--- START ---

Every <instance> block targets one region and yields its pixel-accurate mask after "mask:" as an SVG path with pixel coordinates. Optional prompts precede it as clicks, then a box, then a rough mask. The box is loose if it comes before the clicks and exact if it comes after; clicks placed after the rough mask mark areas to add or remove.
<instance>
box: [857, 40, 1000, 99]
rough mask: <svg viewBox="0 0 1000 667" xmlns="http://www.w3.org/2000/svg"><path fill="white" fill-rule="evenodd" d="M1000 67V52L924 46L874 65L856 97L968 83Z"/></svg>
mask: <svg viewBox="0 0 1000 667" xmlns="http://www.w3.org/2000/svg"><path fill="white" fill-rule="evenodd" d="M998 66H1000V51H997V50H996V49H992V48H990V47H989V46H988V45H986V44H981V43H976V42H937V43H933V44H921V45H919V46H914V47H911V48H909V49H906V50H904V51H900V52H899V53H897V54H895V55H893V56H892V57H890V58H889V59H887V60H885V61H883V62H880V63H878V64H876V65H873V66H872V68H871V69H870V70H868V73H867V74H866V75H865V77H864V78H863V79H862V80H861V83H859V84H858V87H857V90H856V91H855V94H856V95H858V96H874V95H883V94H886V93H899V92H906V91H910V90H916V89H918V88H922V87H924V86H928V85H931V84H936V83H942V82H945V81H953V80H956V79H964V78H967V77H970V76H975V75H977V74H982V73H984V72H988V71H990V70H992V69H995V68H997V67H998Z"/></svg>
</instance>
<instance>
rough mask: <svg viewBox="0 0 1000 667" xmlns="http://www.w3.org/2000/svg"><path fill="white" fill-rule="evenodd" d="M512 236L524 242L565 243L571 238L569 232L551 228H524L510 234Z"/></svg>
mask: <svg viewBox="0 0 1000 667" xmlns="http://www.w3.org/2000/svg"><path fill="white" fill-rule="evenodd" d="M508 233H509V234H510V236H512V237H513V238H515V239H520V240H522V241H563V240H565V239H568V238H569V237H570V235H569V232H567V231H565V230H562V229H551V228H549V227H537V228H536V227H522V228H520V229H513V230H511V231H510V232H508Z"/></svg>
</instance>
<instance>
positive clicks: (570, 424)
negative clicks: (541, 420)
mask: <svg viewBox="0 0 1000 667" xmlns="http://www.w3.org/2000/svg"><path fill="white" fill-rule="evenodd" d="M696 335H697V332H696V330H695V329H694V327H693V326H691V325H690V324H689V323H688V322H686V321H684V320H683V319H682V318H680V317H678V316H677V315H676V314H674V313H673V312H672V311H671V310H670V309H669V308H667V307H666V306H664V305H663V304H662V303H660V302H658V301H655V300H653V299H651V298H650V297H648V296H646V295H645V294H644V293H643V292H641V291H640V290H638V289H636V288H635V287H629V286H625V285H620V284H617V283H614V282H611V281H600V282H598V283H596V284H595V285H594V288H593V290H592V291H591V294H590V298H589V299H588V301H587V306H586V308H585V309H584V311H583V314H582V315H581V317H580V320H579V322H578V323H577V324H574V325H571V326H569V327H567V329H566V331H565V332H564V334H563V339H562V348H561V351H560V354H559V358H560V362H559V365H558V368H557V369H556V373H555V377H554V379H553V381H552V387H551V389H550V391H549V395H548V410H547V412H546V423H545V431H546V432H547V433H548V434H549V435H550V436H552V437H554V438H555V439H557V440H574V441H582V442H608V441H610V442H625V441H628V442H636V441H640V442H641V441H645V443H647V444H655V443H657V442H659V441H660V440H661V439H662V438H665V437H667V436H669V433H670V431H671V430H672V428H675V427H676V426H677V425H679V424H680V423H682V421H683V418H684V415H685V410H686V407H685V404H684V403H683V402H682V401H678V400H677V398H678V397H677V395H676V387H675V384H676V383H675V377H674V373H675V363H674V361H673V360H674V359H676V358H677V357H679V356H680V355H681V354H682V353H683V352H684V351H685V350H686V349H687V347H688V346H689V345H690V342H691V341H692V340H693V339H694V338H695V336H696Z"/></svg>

--- END ---

Retype the entries precisely as they stand.

Every <instance> block targets one region and yields its pixel-accurate mask after "mask:" as an SVG path with pixel coordinates. Optional prompts precede it as clicks, then a box, then a rough mask. The box is loose if it comes before the clicks and exact if it comes after; clicks placed after the rough mask mark areas to add or remove.
<instance>
box: [857, 40, 1000, 99]
rough mask: <svg viewBox="0 0 1000 667" xmlns="http://www.w3.org/2000/svg"><path fill="white" fill-rule="evenodd" d="M1000 67V52L924 46L874 65L856 97L968 83Z"/></svg>
mask: <svg viewBox="0 0 1000 667" xmlns="http://www.w3.org/2000/svg"><path fill="white" fill-rule="evenodd" d="M998 66H1000V51H997V50H996V49H992V48H990V47H989V46H988V45H986V44H981V43H976V42H937V43H933V44H921V45H919V46H914V47H911V48H909V49H906V50H904V51H900V52H899V53H897V54H895V55H893V56H892V57H890V58H889V59H887V60H885V61H883V62H880V63H878V64H876V65H873V66H872V68H871V69H870V70H868V73H867V74H866V75H865V77H864V78H863V79H862V80H861V83H859V84H858V87H857V90H856V91H855V94H856V95H858V96H874V95H883V94H886V93H899V92H906V91H910V90H916V89H918V88H922V87H924V86H928V85H931V84H936V83H942V82H945V81H953V80H956V79H964V78H967V77H970V76H975V75H977V74H982V73H984V72H988V71H990V70H992V69H995V68H997V67H998Z"/></svg>
</instance>
<instance>
rough mask: <svg viewBox="0 0 1000 667" xmlns="http://www.w3.org/2000/svg"><path fill="white" fill-rule="evenodd" d="M512 236L524 242L565 243L571 238L569 232L551 228H524L510 234Z"/></svg>
mask: <svg viewBox="0 0 1000 667" xmlns="http://www.w3.org/2000/svg"><path fill="white" fill-rule="evenodd" d="M508 233H509V234H510V236H512V237H513V238H515V239H520V240H522V241H563V240H565V239H568V238H569V237H570V235H569V232H567V231H565V230H562V229H551V228H549V227H537V228H536V227H522V228H520V229H513V230H511V231H510V232H508Z"/></svg>
</instance>
<instance>
positive clicks: (570, 424)
negative clicks: (541, 420)
mask: <svg viewBox="0 0 1000 667" xmlns="http://www.w3.org/2000/svg"><path fill="white" fill-rule="evenodd" d="M696 335H697V332H696V330H695V329H694V327H693V326H691V325H690V324H689V323H688V322H686V321H684V320H683V319H682V318H680V317H678V316H677V315H676V314H674V313H673V312H672V311H671V310H670V309H669V308H667V307H666V306H664V305H663V304H662V303H660V302H658V301H655V300H653V299H651V298H650V297H648V296H646V295H645V294H644V293H643V292H641V291H640V290H638V289H636V288H635V287H629V286H625V285H620V284H617V283H614V282H611V281H600V282H598V283H596V284H595V285H594V288H593V290H592V291H591V294H590V298H589V299H588V301H587V306H586V308H585V309H584V311H583V314H582V315H581V317H580V320H579V322H578V323H577V324H574V325H571V326H569V327H567V329H566V331H565V332H564V334H563V339H562V348H561V351H560V354H559V358H560V362H559V365H558V368H557V369H556V373H555V377H554V379H553V381H552V387H551V389H550V391H549V395H548V410H547V412H546V423H545V431H546V432H547V433H548V434H549V435H550V436H552V437H554V438H555V439H557V440H574V441H582V442H608V441H610V442H625V441H628V442H636V441H640V442H641V441H645V443H647V444H655V443H657V442H659V441H660V440H661V439H662V438H665V437H667V436H669V433H670V431H671V430H672V428H675V427H676V426H677V425H679V424H680V423H682V421H683V418H684V415H685V410H686V407H685V404H684V403H683V402H682V401H678V400H677V398H678V397H677V395H676V387H675V384H676V383H675V377H674V373H675V363H674V361H673V360H674V359H676V358H677V357H679V356H680V355H681V354H682V353H683V352H684V351H685V350H686V349H687V347H688V346H689V345H690V342H691V341H692V340H693V339H694V338H695V336H696Z"/></svg>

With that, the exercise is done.